Object pointing dataset rows
- - - -

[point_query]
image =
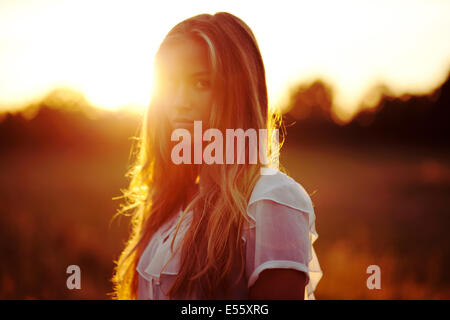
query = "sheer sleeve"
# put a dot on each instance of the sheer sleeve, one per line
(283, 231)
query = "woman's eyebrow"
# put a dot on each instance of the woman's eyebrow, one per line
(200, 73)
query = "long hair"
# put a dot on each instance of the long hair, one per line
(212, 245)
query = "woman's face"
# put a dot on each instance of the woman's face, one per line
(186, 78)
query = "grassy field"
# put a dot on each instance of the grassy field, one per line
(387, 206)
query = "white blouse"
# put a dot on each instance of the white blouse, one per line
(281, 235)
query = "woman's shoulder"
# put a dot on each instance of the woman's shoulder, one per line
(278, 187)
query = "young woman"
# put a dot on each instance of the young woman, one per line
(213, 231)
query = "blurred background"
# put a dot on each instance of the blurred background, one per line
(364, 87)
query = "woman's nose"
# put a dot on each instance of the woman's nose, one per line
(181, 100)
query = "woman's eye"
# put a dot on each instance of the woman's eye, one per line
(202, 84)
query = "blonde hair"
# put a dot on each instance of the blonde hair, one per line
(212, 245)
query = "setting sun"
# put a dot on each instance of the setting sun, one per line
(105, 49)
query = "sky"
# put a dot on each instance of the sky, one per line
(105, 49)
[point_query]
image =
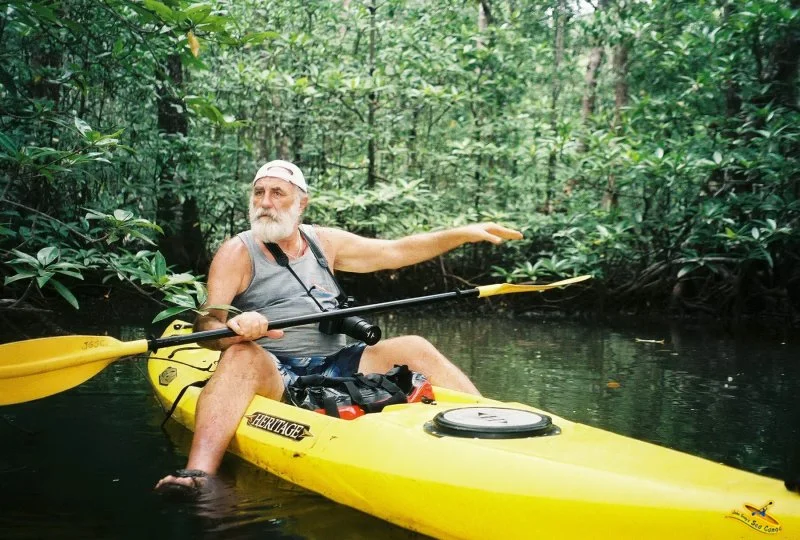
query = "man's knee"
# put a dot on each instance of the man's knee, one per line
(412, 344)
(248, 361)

- - - -

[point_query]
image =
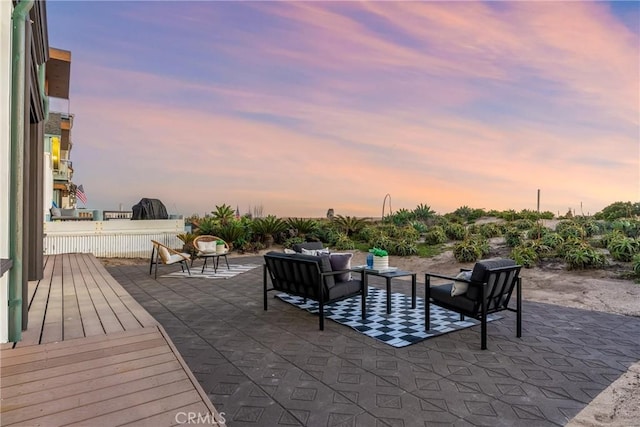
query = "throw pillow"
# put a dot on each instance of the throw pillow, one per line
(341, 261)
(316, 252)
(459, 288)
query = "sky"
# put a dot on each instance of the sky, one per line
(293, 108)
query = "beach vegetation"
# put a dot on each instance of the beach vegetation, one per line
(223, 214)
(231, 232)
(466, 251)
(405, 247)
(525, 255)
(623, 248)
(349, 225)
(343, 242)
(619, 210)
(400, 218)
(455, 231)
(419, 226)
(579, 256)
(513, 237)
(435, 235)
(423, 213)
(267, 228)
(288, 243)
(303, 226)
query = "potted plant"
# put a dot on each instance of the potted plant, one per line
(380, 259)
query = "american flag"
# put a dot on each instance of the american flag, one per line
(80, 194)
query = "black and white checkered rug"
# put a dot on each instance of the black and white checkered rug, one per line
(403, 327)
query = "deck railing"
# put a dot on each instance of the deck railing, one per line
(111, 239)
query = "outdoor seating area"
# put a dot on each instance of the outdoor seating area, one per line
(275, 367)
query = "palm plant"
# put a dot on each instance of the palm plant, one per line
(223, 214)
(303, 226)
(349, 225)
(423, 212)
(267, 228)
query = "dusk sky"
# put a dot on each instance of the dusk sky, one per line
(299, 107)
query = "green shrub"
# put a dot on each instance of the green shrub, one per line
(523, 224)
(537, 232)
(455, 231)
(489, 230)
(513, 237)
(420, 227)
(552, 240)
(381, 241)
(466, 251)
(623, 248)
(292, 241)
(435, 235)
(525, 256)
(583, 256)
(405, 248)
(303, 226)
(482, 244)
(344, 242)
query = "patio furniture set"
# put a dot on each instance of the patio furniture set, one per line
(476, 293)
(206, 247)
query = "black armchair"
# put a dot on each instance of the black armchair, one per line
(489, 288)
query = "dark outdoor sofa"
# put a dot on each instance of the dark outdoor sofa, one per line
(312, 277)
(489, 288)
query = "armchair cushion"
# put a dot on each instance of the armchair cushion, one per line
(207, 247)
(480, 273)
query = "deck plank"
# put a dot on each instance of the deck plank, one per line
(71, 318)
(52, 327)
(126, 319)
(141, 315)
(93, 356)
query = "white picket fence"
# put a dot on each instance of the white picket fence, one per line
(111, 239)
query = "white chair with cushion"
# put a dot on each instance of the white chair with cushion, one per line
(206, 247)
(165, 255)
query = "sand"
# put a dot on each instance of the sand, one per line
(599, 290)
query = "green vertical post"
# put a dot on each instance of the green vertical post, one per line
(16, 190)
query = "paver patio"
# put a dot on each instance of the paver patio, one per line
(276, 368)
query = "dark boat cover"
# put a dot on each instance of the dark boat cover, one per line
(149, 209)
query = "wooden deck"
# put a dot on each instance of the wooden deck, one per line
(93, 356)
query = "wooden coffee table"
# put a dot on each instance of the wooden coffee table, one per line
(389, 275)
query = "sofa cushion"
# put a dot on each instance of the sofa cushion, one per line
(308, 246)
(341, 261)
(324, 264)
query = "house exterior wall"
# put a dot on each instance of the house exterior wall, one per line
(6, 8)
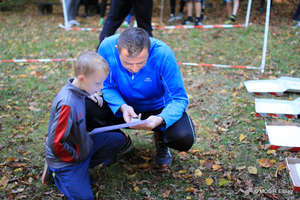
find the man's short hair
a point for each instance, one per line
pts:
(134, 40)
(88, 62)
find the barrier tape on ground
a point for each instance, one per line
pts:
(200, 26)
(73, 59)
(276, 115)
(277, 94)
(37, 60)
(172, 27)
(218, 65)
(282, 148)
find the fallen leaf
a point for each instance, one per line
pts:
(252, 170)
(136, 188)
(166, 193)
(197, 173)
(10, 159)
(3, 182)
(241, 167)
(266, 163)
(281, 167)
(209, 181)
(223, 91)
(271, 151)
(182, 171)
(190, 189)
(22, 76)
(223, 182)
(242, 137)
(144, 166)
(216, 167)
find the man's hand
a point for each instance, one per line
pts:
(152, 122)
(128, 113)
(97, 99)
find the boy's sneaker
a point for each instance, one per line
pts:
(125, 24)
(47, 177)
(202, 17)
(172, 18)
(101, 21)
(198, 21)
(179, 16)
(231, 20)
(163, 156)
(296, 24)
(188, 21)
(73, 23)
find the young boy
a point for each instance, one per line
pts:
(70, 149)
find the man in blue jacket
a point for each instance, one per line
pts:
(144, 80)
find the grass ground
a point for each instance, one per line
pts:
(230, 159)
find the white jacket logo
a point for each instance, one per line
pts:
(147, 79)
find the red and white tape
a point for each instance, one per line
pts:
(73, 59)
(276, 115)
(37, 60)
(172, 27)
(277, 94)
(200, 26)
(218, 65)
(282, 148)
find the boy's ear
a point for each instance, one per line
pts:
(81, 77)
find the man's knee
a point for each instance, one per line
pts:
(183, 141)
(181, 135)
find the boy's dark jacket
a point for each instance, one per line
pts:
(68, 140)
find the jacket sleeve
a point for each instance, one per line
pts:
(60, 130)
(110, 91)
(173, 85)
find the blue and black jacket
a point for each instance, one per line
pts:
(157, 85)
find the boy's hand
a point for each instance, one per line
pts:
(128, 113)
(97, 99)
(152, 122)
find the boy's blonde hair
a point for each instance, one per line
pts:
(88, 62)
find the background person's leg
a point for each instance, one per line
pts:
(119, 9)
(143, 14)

- - - -

[EXERCISE DESCRIPTION]
Extract every line of the material that contains the string "patio", treating uppercase and lowercase as different.

[RESULT FOR THIS TASK]
query = "patio furniture set"
# put a dot on each instance of the patio furniture set, one per line
query = "paver patio"
# put a dot on each instance of the paver patio, one per line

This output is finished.